Annotated coordinate records
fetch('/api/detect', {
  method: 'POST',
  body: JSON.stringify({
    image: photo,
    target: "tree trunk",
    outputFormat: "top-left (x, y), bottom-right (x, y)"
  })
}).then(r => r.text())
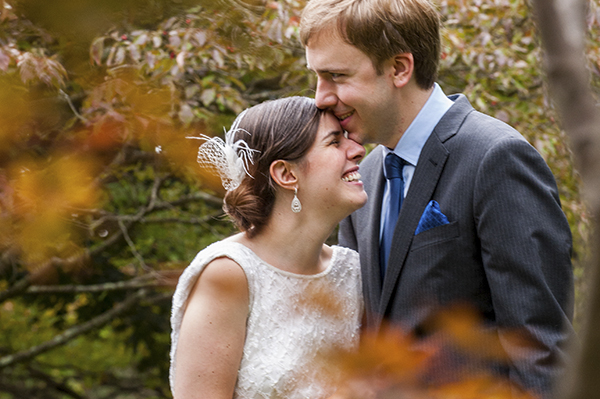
top-left (532, 0), bottom-right (600, 399)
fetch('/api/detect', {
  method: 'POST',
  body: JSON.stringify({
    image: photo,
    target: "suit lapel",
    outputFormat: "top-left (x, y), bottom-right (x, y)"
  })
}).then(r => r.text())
top-left (355, 147), bottom-right (385, 318)
top-left (379, 134), bottom-right (448, 315)
top-left (372, 94), bottom-right (473, 316)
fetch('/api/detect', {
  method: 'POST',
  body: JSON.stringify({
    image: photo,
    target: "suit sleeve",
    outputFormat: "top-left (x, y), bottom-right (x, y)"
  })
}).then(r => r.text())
top-left (473, 138), bottom-right (573, 394)
top-left (338, 216), bottom-right (358, 251)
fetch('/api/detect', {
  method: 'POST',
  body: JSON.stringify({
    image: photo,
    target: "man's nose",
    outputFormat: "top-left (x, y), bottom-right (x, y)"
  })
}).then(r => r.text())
top-left (315, 79), bottom-right (337, 109)
top-left (348, 140), bottom-right (366, 161)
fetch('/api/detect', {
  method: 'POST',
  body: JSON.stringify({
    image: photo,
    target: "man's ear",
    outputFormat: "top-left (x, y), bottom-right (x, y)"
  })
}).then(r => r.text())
top-left (269, 159), bottom-right (298, 190)
top-left (392, 53), bottom-right (415, 87)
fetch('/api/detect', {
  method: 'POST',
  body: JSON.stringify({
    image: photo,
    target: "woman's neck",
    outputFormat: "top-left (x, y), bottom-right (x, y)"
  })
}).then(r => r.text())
top-left (235, 206), bottom-right (333, 275)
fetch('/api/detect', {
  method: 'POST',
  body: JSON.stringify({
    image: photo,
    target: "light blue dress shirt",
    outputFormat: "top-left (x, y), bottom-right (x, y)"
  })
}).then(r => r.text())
top-left (379, 83), bottom-right (454, 241)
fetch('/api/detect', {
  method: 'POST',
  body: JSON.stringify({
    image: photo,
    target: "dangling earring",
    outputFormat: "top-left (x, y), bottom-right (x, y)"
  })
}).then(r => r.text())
top-left (292, 187), bottom-right (302, 213)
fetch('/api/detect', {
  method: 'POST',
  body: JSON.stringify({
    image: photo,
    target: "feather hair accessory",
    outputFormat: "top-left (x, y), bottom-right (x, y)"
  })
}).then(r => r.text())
top-left (187, 110), bottom-right (260, 191)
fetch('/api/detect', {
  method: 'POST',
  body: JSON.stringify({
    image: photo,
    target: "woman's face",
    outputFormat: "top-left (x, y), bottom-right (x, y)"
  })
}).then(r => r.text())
top-left (298, 112), bottom-right (367, 220)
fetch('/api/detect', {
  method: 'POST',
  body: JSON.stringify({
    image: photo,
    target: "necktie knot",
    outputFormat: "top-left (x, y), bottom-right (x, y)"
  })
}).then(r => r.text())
top-left (385, 152), bottom-right (404, 180)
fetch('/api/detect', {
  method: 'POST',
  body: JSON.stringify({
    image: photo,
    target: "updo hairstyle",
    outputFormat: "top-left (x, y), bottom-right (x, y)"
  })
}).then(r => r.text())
top-left (223, 97), bottom-right (325, 237)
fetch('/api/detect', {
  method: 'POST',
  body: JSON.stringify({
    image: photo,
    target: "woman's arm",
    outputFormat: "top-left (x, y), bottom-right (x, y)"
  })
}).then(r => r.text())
top-left (174, 258), bottom-right (249, 399)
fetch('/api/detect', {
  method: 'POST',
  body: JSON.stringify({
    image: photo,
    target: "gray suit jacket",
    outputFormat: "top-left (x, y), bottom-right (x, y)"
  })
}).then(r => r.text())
top-left (339, 95), bottom-right (573, 393)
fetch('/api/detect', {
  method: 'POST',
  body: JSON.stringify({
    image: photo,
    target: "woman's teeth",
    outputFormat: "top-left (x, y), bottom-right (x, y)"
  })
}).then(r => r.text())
top-left (342, 172), bottom-right (360, 182)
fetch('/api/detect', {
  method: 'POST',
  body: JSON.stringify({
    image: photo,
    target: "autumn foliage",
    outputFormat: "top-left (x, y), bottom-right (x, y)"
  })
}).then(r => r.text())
top-left (0, 0), bottom-right (600, 399)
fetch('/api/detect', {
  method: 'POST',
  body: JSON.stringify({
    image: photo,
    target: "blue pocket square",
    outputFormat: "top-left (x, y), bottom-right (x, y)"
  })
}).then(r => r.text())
top-left (415, 201), bottom-right (450, 235)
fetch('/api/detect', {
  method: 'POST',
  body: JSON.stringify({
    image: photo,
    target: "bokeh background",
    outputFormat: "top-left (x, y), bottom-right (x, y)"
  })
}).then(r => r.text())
top-left (0, 0), bottom-right (600, 399)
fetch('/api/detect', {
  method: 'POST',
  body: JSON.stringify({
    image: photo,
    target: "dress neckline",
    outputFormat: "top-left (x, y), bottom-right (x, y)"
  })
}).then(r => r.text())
top-left (221, 240), bottom-right (341, 280)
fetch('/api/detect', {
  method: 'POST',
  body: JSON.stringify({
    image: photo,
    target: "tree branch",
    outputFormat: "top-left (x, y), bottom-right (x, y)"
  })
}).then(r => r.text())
top-left (0, 289), bottom-right (148, 369)
top-left (25, 272), bottom-right (180, 294)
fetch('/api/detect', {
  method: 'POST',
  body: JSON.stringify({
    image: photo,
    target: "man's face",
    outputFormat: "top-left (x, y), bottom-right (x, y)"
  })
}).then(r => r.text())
top-left (306, 29), bottom-right (400, 148)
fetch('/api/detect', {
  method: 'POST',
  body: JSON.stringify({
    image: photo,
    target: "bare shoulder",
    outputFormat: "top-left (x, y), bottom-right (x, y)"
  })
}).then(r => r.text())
top-left (184, 257), bottom-right (248, 314)
top-left (196, 257), bottom-right (248, 288)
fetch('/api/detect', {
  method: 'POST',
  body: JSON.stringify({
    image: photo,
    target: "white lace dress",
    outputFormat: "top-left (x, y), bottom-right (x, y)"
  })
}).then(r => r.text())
top-left (169, 240), bottom-right (363, 399)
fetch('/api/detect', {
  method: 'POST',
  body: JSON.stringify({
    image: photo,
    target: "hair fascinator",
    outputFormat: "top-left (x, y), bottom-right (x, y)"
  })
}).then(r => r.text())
top-left (187, 110), bottom-right (260, 191)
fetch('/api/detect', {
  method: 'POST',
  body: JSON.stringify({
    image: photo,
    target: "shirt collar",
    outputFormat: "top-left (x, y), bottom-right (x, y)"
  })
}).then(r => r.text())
top-left (385, 83), bottom-right (454, 166)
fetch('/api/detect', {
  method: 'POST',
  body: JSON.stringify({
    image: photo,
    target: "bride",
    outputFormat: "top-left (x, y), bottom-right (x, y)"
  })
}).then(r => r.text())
top-left (170, 97), bottom-right (367, 399)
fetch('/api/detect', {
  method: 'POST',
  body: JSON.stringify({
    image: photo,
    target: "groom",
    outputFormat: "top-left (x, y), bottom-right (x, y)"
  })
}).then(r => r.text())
top-left (300, 0), bottom-right (573, 395)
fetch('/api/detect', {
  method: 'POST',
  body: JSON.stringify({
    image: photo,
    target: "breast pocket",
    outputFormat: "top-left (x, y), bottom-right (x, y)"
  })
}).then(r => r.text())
top-left (410, 221), bottom-right (460, 252)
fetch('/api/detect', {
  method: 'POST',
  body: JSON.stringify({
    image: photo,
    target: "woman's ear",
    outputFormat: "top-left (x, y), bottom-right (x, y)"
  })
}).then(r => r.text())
top-left (392, 53), bottom-right (415, 87)
top-left (269, 159), bottom-right (298, 190)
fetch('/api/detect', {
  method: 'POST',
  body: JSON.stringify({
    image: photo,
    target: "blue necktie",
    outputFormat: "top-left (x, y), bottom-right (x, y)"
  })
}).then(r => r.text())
top-left (379, 152), bottom-right (404, 281)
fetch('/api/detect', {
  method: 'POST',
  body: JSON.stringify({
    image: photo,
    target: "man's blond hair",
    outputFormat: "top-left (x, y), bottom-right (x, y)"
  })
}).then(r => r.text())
top-left (300, 0), bottom-right (441, 89)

_Goal_
Reproduce word for word the material from its very beginning through the line that contains "top-left (532, 0), bottom-right (600, 399)", with that line included. Leave any pictures out of your reproduction.

_Answer in full_
fetch('/api/detect', {
  method: 'POST',
  body: JSON.stringify({
    image: photo,
    target: "tree trunk",
    outputFormat: "top-left (x, y), bottom-right (x, y)"
  })
}).then(r => r.text())
top-left (532, 0), bottom-right (600, 399)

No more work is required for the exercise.